(DATASET):
__________________________________________________

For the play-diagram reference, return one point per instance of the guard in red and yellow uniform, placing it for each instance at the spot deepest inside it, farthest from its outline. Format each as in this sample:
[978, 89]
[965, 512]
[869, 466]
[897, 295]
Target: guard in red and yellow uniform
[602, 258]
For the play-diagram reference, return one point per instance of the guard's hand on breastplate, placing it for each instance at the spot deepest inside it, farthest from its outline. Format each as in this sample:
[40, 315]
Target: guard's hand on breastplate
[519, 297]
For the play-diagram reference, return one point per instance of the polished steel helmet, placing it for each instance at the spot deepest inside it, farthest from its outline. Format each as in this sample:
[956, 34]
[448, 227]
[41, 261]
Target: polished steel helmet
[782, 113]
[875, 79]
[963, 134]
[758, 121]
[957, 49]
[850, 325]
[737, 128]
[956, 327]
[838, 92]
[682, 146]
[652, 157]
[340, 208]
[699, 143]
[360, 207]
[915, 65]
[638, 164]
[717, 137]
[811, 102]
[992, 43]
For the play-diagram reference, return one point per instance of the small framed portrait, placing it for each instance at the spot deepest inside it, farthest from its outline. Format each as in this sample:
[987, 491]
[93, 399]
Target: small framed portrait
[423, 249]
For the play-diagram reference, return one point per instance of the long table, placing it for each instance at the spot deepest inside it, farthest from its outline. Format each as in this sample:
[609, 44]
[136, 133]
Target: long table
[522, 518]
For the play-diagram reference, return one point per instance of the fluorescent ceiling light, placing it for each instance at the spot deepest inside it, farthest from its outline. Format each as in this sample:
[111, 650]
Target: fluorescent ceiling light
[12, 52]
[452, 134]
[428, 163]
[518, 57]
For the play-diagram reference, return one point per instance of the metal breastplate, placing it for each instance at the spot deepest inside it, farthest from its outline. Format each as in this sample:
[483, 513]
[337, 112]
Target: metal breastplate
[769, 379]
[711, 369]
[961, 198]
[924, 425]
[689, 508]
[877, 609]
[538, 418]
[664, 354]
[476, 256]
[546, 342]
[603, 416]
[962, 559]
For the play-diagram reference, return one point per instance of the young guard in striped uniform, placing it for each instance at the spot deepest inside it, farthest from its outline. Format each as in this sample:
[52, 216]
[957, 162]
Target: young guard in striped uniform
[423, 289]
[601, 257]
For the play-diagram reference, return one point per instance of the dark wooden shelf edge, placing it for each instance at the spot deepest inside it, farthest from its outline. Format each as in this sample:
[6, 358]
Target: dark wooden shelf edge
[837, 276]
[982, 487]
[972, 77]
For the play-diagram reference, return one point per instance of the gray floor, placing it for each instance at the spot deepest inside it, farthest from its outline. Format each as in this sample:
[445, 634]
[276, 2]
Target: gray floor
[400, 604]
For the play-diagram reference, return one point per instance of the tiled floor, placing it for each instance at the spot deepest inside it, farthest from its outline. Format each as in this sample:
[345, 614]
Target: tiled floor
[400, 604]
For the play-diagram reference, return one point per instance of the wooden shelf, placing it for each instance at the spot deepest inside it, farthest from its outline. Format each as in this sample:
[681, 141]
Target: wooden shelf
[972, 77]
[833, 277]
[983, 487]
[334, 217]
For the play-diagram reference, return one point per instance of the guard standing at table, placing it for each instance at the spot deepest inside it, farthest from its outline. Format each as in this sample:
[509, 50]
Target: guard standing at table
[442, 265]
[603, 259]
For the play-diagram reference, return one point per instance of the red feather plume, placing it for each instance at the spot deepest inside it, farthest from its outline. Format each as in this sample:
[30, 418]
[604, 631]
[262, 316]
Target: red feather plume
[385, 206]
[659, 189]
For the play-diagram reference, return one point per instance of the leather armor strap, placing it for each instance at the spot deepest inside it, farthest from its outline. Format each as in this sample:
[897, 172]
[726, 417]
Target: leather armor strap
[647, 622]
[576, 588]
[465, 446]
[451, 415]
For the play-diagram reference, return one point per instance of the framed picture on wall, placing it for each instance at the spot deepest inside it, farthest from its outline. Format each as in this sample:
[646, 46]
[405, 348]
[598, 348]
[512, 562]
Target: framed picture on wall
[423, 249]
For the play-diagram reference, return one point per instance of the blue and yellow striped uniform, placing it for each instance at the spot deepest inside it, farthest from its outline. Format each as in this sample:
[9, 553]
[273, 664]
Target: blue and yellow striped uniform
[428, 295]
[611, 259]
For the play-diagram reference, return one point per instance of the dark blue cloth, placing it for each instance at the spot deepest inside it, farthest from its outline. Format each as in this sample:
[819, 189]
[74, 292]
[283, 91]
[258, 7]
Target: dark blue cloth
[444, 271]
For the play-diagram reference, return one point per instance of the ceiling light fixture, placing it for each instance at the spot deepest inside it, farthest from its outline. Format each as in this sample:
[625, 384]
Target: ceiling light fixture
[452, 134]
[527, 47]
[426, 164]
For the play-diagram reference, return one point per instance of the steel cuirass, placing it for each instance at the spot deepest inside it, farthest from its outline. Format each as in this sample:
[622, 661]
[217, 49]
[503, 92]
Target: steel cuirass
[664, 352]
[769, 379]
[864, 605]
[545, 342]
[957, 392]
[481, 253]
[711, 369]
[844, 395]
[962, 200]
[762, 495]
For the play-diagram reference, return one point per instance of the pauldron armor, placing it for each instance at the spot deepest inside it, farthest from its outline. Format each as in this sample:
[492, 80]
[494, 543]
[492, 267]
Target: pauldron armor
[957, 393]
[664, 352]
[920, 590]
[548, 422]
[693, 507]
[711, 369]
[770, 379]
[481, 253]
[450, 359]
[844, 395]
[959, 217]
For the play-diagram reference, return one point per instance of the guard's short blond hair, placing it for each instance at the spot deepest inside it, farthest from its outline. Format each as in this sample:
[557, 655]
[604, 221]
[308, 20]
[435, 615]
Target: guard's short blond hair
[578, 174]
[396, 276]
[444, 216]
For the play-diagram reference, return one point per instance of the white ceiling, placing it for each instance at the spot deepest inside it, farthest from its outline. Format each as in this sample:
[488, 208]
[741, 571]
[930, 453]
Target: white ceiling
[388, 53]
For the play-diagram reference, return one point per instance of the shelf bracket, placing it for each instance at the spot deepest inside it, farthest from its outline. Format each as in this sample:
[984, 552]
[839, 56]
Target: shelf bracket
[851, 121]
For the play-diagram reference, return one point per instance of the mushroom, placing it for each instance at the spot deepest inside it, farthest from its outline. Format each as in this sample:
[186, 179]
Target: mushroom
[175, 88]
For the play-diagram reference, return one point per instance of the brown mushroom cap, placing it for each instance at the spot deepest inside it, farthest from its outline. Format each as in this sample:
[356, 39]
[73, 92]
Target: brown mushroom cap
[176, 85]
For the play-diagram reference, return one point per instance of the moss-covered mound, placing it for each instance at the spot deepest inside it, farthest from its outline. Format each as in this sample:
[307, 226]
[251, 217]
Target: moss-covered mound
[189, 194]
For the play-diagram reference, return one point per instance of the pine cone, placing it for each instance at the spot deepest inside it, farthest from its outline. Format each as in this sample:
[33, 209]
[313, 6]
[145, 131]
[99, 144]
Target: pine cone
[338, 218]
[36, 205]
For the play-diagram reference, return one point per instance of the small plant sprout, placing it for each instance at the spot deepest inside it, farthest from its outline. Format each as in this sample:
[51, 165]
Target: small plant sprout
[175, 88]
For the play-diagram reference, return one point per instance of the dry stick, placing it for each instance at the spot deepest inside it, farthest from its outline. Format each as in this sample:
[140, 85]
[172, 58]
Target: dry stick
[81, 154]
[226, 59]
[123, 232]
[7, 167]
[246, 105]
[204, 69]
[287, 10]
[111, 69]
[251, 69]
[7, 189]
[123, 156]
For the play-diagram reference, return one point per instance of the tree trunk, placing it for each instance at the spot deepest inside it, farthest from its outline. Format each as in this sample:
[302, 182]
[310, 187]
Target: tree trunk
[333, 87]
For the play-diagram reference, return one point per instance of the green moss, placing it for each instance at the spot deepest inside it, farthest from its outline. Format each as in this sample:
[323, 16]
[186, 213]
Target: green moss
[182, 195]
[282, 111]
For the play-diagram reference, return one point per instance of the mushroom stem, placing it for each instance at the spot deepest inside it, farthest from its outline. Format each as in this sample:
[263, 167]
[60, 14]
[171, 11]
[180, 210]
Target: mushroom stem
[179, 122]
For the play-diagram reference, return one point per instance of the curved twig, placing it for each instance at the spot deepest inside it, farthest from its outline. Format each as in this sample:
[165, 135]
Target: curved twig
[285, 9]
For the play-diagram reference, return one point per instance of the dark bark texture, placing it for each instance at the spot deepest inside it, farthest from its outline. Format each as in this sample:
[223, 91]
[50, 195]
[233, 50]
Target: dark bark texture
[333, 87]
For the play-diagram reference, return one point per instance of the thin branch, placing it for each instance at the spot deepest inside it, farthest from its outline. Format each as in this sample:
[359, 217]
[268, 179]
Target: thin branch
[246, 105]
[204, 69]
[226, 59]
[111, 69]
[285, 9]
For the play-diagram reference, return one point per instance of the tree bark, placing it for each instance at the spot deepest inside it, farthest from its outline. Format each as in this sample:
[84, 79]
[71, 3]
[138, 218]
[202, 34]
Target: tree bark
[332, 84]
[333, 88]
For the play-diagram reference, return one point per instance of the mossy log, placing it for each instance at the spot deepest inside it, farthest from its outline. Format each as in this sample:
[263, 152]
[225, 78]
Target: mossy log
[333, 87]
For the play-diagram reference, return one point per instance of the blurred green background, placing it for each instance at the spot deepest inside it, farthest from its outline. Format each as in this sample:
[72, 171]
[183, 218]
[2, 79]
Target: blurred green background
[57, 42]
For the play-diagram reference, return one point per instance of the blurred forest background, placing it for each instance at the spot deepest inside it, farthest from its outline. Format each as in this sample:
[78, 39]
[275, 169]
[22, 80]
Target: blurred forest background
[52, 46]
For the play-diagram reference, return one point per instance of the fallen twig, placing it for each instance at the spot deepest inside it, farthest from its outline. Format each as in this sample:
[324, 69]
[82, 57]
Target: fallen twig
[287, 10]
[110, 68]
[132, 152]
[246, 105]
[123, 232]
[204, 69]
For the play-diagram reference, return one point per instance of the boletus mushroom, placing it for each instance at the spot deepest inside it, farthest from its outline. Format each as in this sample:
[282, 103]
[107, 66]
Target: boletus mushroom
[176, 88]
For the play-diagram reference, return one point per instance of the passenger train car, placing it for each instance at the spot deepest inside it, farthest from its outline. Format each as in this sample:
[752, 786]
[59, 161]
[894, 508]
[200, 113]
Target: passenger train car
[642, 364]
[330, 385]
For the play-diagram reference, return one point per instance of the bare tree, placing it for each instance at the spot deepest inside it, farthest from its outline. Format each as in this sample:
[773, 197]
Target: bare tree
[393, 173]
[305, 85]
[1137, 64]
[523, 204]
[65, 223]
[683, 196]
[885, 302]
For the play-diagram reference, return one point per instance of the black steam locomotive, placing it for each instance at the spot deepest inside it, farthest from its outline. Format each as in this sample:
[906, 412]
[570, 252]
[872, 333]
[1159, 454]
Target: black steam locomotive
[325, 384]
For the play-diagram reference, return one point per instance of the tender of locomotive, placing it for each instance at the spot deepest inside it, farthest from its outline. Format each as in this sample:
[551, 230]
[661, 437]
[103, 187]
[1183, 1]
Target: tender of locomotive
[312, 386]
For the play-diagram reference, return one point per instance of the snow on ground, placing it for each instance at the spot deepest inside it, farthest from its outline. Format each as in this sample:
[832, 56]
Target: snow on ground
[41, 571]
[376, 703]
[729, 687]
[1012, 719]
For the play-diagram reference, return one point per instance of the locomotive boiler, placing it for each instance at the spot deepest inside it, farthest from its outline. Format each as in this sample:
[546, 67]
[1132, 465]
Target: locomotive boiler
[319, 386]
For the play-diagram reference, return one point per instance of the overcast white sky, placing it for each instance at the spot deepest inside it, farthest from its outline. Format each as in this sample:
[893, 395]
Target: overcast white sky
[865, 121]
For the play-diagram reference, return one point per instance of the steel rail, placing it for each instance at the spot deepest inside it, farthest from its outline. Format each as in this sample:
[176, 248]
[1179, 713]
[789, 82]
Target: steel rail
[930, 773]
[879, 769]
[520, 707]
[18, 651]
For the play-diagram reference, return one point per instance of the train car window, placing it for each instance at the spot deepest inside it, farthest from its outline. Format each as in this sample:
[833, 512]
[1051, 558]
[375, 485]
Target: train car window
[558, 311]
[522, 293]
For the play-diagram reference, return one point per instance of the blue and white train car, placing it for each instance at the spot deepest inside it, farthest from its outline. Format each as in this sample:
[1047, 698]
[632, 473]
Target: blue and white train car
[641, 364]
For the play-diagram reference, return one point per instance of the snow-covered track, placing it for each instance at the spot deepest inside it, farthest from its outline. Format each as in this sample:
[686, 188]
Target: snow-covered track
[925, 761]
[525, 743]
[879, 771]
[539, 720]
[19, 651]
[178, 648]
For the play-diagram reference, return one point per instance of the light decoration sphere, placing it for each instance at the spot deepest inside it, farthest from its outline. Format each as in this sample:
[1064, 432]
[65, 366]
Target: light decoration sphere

__________________________________________________

(CHALLENGE): Copy out the item lines word for word, beginning with the line that contains "of the boletus" and continuing through the line that contains "[1012, 719]", with both of those lines included.

(EXERCISE OUTPUT):
For the play-diagram reference, return one point per instance of the boletus mushroom, placing it for each instance at the spot deepest inside it, farthest from its outline. Format each as in this sample:
[282, 103]
[107, 66]
Target: boletus mushroom
[176, 88]
For the play-diagram reference, return one point per instance of the passenger train car, placing it for each instance at the spot deepest inside it, farthest from its outline. Format each as in this sample:
[752, 786]
[59, 161]
[894, 508]
[200, 113]
Target: passenger train car
[642, 364]
[330, 385]
For the play-diagram reference, return one point per instance of the bare tree, placing it for each instance at the spot deepest inside it, farthest from its outline. Format each as in this sample:
[773, 197]
Target: bare tree
[393, 173]
[305, 85]
[1137, 64]
[523, 204]
[65, 223]
[683, 196]
[885, 302]
For the play-diagram reference, return one point per instance of the black steam locomotive, placing it for each instance at the spot deepest inside it, farthest from its outline. Format each as in this sample:
[906, 412]
[570, 252]
[872, 333]
[1159, 454]
Target: black steam locomotive
[325, 384]
For the play-diagram reference, return one point per instance of the tender of locomotive, placing it for each instance at the spot deepest inside it, farthest from its outline. Format each as in this sample:
[551, 230]
[661, 437]
[103, 187]
[1183, 1]
Target: tender of locomotive
[312, 386]
For the play-diagram reference, return one point per instance of the snow on ground, placing it for each instance at the spot deepest inside it, farthest from its outline. Format each as in this sample:
[832, 56]
Target: snow on ground
[41, 571]
[376, 703]
[729, 687]
[1012, 719]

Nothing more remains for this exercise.